= TEXTE À LIRE =
- - - - - - -

(CROISSANCE AFRIQUE)-Au Mali, de nombreuses femmes aspirent à se lancer dans les affaires, à créer leur propre entreprise. Cependant, beaucoup se heurtent à des stéréotypes, des paroles blessantes ou dévalorisantes qui inhibent leurs capacités.
Sur le territoire national, il a été recensé 309.572 unités économiques c’est-à-dire entreprises dont 14% sont dirigées par des femmes selon le Rapport du Recensement général des unités publiées en mars 2023 par l’institut national de la statistique.
Le Mali regorge de femmes talentueuses, engagées et créatives, désireuses de faire briller leur savoir-faire à travers des initiatives privées et novatrices. Il est crucial qu’elles reçoivent le soutien, l’accompagnement et la confiance nécessaires pour contribuer pleinement à la croissance socio-économique et au développement inclusif du pays.
L’un des premiers préjugés rencontrés est celui qui oppose l’emploi salarié à l’activité entrepreneuriale. Dans la perception générale, un « bon emploi » est encore largement associé à un poste dans la fonction publique ou dans une organisation internationale. Être entrepreneur, c’est souvent vu comme un choix risqué, voire un plan B faute de mieux. Cette mentalité dissuade bien des jeunes de se lancer, surtout lorsqu’ils ne bénéficient pas du soutien moral de leurs familles.
Regards socio-culturels sexistes
Pour les femmes, la situation est encore plus complexe. Malgré les efforts de sensibilisation et les initiatives de promotion du leadership féminin, beaucoup continuent de faire face à des jugements sexistes. Une femme qui se lance dans les affaires peut être perçue comme trop indépendante, négligeant ses responsabilités familiales, voire transgressant les normes culturelles.
« On m’a dit que j’étais en train de ‘sortir de ma place’ parce que j’ai ouvert un atelier de couture qui emploie des hommes. Comme si diriger était réservé aux hommes », témoigne Aïssata, entrepreneure à Ségou.
Autre stéréotypes bien ancré : l’idée que l’échec en affaires est une honte.
Au Mali, échouer dans un projet entrepreneurial est rarement vu comme une étape d’apprentissage, mais plutôt comme une preuve d’incompétence. Ce regard social sévère pousse de nombreuses femmes à ne pas prendre de risques ou à abandonner à la première difficulté.
Selon les données du Recensement Général des Unités Economiques (RGUE) au Mali publiées en mars 2023 par l’institut national de la statistique, malgré l’existence d’initiatives favorisant l’entrepreneuriat féminin, beaucoup tardent à porter leurs fruits en raison des obstacles persistants. Le RGUE indique que 22 % des unités économiques recensées reconnaissent l’existence d’obstacles à l’entrepreneuriat féminin au Mali ; 36 % imputent ces difficultés à des contraintes socioculturelles ; 26 % mentionnent les difficultés d’accès au crédit ; 19 % soulignent que les conditions de résidence jouent un rôle défavorable ; et 16 % des répondants mettent en avant le niveau d’instruction comme un obstacle.

- - - - - - -

= Entrées d'un jeu de données d'annotation =
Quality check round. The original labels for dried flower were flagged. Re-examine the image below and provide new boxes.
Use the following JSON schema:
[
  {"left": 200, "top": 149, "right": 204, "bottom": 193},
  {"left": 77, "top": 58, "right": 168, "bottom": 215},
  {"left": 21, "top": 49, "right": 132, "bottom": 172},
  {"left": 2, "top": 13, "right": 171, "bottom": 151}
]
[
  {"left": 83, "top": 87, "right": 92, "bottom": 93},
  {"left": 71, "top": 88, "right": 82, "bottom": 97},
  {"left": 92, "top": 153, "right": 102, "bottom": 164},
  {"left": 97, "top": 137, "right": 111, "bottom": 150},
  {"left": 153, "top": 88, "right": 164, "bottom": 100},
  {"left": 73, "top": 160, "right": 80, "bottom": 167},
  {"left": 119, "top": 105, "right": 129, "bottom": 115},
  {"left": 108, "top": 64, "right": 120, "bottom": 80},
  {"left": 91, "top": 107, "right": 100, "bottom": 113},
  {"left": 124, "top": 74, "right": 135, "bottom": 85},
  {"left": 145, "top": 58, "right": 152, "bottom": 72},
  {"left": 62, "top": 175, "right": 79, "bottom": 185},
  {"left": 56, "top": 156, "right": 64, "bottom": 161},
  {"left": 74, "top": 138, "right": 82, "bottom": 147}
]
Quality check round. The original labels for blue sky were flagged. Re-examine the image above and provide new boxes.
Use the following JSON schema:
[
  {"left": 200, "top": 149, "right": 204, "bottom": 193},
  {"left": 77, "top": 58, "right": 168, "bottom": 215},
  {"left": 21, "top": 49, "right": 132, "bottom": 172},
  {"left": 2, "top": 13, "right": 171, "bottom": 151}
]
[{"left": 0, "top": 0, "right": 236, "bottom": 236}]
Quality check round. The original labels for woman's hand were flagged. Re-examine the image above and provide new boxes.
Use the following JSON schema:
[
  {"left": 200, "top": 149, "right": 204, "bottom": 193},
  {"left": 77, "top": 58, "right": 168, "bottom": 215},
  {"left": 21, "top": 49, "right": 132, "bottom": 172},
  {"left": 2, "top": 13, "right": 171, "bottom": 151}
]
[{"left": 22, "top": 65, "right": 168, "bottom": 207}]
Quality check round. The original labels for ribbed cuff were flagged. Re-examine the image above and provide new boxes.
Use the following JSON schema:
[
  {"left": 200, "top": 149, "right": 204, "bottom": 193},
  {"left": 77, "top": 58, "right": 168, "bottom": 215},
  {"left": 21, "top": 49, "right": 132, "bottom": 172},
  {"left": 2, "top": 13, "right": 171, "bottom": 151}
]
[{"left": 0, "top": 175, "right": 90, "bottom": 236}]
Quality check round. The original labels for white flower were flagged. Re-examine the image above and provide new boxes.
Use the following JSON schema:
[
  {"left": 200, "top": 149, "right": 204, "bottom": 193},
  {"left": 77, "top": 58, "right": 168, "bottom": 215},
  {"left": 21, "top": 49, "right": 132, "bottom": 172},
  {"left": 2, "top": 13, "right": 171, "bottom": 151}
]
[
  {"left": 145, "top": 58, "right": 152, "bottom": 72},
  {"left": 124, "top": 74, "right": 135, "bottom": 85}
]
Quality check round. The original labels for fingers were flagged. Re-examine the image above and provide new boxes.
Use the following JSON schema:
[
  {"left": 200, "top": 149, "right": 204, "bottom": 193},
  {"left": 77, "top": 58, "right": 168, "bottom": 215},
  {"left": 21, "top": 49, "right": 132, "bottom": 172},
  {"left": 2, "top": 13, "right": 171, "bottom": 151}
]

- - - - - - -

Répondez aux questions suivantes à partir du texte sur l'entrepreneuriat féminin au Mali.
(a) Combien d'unités économiques ont été recensées sur le territoire national ?
(b) Quel type d'atelier Aïssata a-t-elle ouvert, et dans quelle ville est-elle entrepreneure ?
(c) Selon le RGUE, quel pourcentage des unités recensées impute les difficultés à des contraintes socioculturelles ?

(a) 309.572 unités économiques.
(b) Un atelier de couture, à Ségou.
(c) 36 %.